***** Input material

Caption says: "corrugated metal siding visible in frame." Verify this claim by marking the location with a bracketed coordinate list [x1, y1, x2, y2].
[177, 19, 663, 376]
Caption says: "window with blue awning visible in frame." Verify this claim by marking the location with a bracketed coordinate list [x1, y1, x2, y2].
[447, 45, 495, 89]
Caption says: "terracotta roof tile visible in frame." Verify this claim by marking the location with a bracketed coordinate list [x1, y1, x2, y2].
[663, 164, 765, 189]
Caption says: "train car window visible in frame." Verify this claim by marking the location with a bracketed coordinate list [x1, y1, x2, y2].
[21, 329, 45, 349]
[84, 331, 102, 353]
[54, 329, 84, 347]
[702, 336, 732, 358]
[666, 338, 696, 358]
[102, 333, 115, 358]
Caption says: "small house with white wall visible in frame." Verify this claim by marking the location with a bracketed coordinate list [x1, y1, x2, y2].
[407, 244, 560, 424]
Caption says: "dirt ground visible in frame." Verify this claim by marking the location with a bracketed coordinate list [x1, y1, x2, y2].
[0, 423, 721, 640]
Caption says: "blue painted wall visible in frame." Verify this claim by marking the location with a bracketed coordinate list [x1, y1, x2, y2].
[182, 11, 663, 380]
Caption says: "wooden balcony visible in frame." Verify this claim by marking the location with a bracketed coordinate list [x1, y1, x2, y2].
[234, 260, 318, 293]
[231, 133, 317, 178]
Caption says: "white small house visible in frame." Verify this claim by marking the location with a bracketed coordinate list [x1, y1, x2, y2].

**********

Copy all of the material above word for word, changing nothing.

## [Final result]
Caption says: "corrugated metal siding visible in frame." Verify this claim by marking the location with a bracketed coordinate list [x1, y1, x2, y2].
[177, 19, 663, 376]
Caption says: "window with blue awning visible in frame." Verify this claim by marking the location with a bracketed coordinate list [x1, y1, x2, y2].
[447, 45, 495, 89]
Caption says: "terracotta roof tile visible in frame." Verify this claim by marking the location with a bracketed coordinate list [x1, y1, x2, y2].
[663, 164, 765, 189]
Caption says: "train car window visible in frame." Verify this claim by marking the location with a bracketed coordinate list [x1, y1, x2, y2].
[21, 329, 45, 349]
[84, 331, 102, 353]
[54, 329, 84, 347]
[702, 336, 732, 358]
[666, 338, 696, 358]
[102, 333, 115, 358]
Caption says: "small house with white wall visible in frame." Verify this claim by marking the location with a bracketed coordinate list [x1, y1, x2, y2].
[407, 244, 560, 424]
Caption says: "dirt ground visible in frame." Verify this claim by marking the location with a bracketed coordinate list [x1, y1, x2, y2].
[0, 423, 721, 640]
Caption says: "blue painted wall visible in frame." Verify this claim by marking the location with a bracketed coordinate list [x1, y1, x2, y2].
[182, 11, 663, 380]
Caption says: "wooden balcony visible in frame." Verify this claim by marking the location with a bracketed coordinate list [x1, y1, x2, y2].
[234, 260, 318, 293]
[231, 133, 317, 178]
Caption says: "white small house visible in frame." Verify this claim by marking the location with a bracketed coordinate list [x1, y1, x2, y2].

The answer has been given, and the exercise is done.